What is required >>
Where the line containing "Phrase: grassy field" appears in the records below, begin there and output each line verbatim through the last line.

* * * * * * * * *

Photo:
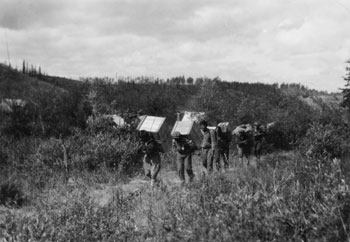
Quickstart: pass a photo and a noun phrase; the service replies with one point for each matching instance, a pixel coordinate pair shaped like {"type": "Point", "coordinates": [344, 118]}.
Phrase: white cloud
{"type": "Point", "coordinates": [270, 41]}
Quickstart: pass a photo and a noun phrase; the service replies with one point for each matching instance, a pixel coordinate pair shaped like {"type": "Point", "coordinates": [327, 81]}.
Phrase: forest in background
{"type": "Point", "coordinates": [60, 131]}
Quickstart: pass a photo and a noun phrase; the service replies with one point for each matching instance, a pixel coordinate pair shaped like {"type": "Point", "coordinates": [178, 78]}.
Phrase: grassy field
{"type": "Point", "coordinates": [273, 201]}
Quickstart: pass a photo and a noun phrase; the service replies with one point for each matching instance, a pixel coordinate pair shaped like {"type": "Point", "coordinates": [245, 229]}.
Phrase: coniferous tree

* * * * * * * * *

Solution to the exercise >>
Phrase: grassy field
{"type": "Point", "coordinates": [273, 201]}
Quickstart: pass a photo and a noun phrase; the service replies with one point for each matching instance, a pixel coordinate pair shaped like {"type": "Point", "coordinates": [245, 229]}.
Phrase: coniferous tree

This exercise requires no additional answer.